## EXERCISE PROMPT
Report every line of the material that contains the string "green".

## TASK DATA
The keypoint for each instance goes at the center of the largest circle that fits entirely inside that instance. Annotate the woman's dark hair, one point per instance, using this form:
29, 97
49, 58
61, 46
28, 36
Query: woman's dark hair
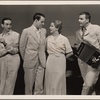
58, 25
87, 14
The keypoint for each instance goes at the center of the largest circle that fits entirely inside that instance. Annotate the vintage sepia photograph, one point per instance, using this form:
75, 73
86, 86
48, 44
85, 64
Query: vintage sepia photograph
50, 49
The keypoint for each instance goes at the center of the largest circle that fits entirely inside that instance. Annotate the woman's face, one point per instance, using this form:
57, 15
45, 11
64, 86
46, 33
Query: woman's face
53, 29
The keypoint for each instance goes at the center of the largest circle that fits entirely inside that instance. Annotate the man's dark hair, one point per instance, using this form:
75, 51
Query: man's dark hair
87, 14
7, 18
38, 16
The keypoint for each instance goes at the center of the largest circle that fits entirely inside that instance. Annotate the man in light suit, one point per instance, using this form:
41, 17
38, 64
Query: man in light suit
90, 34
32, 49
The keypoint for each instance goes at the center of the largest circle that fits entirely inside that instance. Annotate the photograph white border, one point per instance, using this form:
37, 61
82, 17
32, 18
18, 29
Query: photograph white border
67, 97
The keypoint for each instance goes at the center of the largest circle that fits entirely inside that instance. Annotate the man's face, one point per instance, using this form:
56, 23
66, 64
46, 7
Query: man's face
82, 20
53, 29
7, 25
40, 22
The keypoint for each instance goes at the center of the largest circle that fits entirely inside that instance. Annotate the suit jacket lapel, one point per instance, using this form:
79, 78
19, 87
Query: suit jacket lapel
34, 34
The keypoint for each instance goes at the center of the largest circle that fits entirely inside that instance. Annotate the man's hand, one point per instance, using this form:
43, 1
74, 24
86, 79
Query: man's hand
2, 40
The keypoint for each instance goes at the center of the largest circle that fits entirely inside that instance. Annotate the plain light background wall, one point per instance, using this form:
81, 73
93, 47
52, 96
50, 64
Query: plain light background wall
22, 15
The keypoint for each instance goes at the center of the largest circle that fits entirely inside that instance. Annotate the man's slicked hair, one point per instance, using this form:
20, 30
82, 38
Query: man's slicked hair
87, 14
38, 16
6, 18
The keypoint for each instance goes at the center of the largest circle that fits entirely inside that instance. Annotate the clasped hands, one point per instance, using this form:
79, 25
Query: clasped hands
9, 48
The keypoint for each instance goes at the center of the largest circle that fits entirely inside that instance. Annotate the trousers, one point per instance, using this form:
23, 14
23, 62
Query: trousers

--

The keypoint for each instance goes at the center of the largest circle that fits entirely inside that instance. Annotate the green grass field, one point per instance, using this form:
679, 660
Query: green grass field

## ANSWER AREA
The keypoint for each instance goes at the center of the largest circle that fits entirely inside that instance. Annotate the green grass field, one point per instance, using this form:
Query: green grass field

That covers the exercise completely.